[Collected data]
══════
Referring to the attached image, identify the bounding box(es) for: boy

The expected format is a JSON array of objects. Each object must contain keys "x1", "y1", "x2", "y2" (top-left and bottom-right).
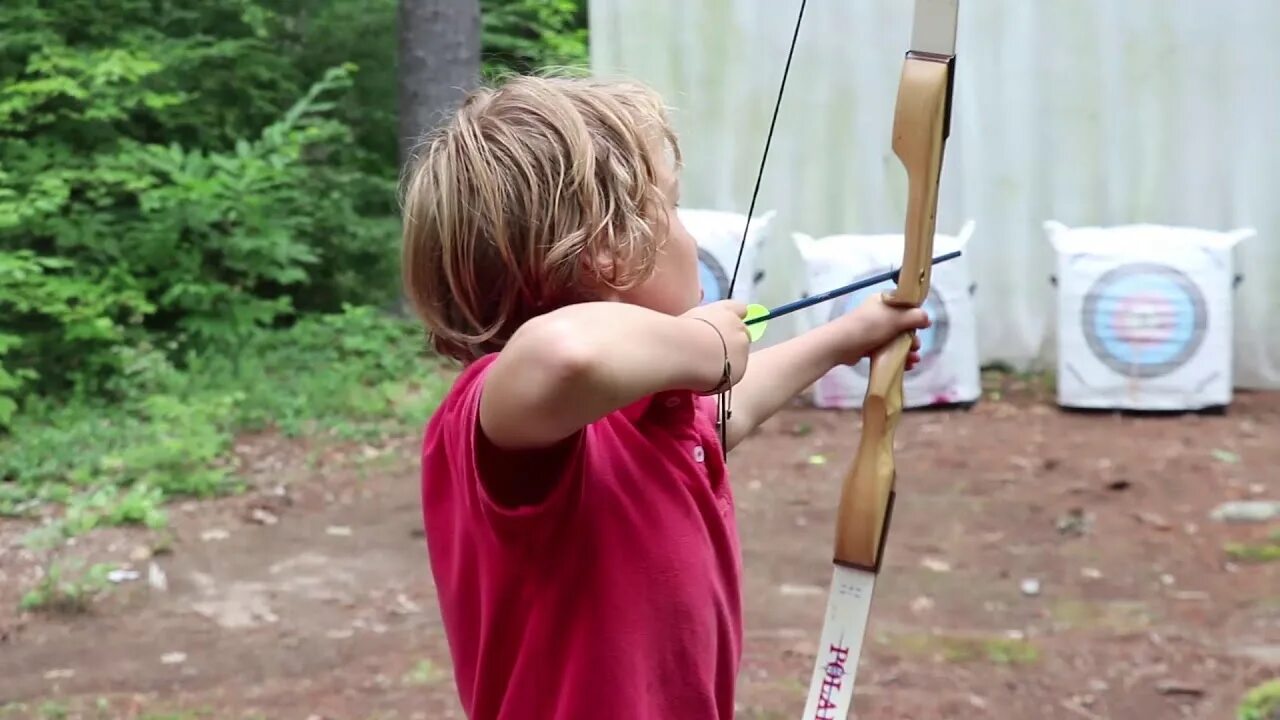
[{"x1": 400, "y1": 75, "x2": 928, "y2": 719}]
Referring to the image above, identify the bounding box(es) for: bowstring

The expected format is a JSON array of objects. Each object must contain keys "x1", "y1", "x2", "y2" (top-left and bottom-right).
[{"x1": 718, "y1": 0, "x2": 808, "y2": 457}]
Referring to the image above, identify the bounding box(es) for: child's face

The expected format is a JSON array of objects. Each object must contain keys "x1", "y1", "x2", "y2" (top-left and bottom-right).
[{"x1": 616, "y1": 159, "x2": 702, "y2": 315}]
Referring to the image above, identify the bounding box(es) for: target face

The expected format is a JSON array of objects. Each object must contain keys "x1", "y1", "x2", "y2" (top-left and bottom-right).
[
  {"x1": 829, "y1": 271, "x2": 949, "y2": 376},
  {"x1": 698, "y1": 247, "x2": 730, "y2": 304},
  {"x1": 1081, "y1": 263, "x2": 1207, "y2": 379}
]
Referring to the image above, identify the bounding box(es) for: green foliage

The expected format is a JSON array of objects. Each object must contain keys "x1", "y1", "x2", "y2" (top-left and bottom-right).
[
  {"x1": 1225, "y1": 535, "x2": 1280, "y2": 563},
  {"x1": 273, "y1": 0, "x2": 403, "y2": 175},
  {"x1": 0, "y1": 1, "x2": 403, "y2": 421},
  {"x1": 482, "y1": 0, "x2": 589, "y2": 78},
  {"x1": 402, "y1": 658, "x2": 449, "y2": 687},
  {"x1": 2, "y1": 307, "x2": 439, "y2": 536},
  {"x1": 19, "y1": 557, "x2": 113, "y2": 614},
  {"x1": 0, "y1": 0, "x2": 588, "y2": 424},
  {"x1": 0, "y1": 0, "x2": 584, "y2": 532},
  {"x1": 266, "y1": 0, "x2": 590, "y2": 171},
  {"x1": 1239, "y1": 679, "x2": 1280, "y2": 720}
]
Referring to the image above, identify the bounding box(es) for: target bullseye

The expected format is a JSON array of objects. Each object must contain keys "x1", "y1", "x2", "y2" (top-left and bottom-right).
[{"x1": 1082, "y1": 263, "x2": 1206, "y2": 379}]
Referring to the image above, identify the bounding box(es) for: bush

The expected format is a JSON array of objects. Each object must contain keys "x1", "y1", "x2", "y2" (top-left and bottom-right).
[
  {"x1": 1240, "y1": 680, "x2": 1280, "y2": 720},
  {"x1": 2, "y1": 305, "x2": 441, "y2": 537},
  {"x1": 0, "y1": 3, "x2": 399, "y2": 426},
  {"x1": 0, "y1": 0, "x2": 586, "y2": 534}
]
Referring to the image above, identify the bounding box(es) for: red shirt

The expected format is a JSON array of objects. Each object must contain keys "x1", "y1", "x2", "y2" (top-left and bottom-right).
[{"x1": 420, "y1": 353, "x2": 743, "y2": 719}]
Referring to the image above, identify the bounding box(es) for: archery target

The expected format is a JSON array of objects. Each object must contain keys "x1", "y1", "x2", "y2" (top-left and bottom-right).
[
  {"x1": 1046, "y1": 220, "x2": 1254, "y2": 412},
  {"x1": 698, "y1": 247, "x2": 731, "y2": 303},
  {"x1": 678, "y1": 207, "x2": 776, "y2": 307},
  {"x1": 1081, "y1": 263, "x2": 1207, "y2": 379},
  {"x1": 795, "y1": 220, "x2": 981, "y2": 410},
  {"x1": 828, "y1": 273, "x2": 950, "y2": 377}
]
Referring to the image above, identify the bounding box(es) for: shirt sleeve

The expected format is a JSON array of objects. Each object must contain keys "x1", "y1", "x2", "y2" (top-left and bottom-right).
[{"x1": 440, "y1": 354, "x2": 586, "y2": 536}]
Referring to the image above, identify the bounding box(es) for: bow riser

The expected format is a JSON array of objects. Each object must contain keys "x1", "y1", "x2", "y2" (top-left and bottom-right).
[{"x1": 836, "y1": 53, "x2": 954, "y2": 571}]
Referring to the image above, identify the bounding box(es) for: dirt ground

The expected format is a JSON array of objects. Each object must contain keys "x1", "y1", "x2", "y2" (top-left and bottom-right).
[{"x1": 1, "y1": 374, "x2": 1277, "y2": 719}]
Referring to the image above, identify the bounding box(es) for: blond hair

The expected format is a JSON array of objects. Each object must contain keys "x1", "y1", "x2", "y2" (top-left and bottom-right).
[{"x1": 399, "y1": 74, "x2": 682, "y2": 363}]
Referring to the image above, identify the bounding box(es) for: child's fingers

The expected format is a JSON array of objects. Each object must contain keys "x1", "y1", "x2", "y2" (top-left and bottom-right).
[{"x1": 901, "y1": 308, "x2": 930, "y2": 330}]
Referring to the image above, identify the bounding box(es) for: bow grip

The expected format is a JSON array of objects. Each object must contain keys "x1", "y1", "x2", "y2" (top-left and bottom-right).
[{"x1": 833, "y1": 334, "x2": 912, "y2": 570}]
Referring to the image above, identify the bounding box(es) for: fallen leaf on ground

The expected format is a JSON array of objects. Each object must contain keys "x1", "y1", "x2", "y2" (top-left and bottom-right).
[
  {"x1": 1210, "y1": 449, "x2": 1240, "y2": 464},
  {"x1": 1132, "y1": 511, "x2": 1172, "y2": 531},
  {"x1": 249, "y1": 507, "x2": 279, "y2": 525},
  {"x1": 107, "y1": 568, "x2": 139, "y2": 584},
  {"x1": 778, "y1": 584, "x2": 824, "y2": 597},
  {"x1": 148, "y1": 562, "x2": 168, "y2": 592},
  {"x1": 921, "y1": 557, "x2": 952, "y2": 573}
]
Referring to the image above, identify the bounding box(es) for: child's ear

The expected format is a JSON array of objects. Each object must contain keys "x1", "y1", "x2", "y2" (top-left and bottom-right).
[
  {"x1": 590, "y1": 247, "x2": 616, "y2": 279},
  {"x1": 579, "y1": 246, "x2": 621, "y2": 298}
]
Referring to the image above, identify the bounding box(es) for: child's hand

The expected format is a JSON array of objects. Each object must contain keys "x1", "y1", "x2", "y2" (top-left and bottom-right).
[
  {"x1": 680, "y1": 300, "x2": 751, "y2": 394},
  {"x1": 826, "y1": 293, "x2": 931, "y2": 367}
]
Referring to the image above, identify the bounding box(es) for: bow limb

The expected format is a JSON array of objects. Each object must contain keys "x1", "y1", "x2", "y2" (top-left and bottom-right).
[{"x1": 801, "y1": 4, "x2": 957, "y2": 718}]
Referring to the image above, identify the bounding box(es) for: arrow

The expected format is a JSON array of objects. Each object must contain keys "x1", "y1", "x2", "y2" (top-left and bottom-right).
[{"x1": 743, "y1": 249, "x2": 961, "y2": 341}]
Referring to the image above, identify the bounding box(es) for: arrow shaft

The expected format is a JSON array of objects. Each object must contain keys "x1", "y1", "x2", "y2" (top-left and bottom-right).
[{"x1": 745, "y1": 250, "x2": 960, "y2": 326}]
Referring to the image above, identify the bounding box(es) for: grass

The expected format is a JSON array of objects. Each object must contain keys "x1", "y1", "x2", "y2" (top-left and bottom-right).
══════
WORK REQUIRED> Write out, word for word, the lines from the first line of the entries through the one containing "for: target face", both included. Leave out the pictures.

REPLY TO THE EXERCISE>
Referring to the attached image, identify the bounding box(es) for: boy

The expected format is a JSON array of objects. Each object must contain keys "x1", "y1", "x2", "y2" (top-left and bottom-right).
[{"x1": 400, "y1": 75, "x2": 928, "y2": 719}]
Referring to the image above, identify the bounding box(es) for: bowstring

The expected format is a JSON array of objects. Each object must contain keys "x1", "y1", "x2", "y2" (top-left and bottom-right).
[{"x1": 718, "y1": 0, "x2": 808, "y2": 457}]
Referring to the image above, identify the bounding box(es) for: child's face

The expected format is a JSON array of objects. Each object must contain keys "x1", "y1", "x2", "y2" (top-left and bottom-right).
[{"x1": 616, "y1": 159, "x2": 702, "y2": 315}]
Referring to the image above, identify the bounding box(es) for: target face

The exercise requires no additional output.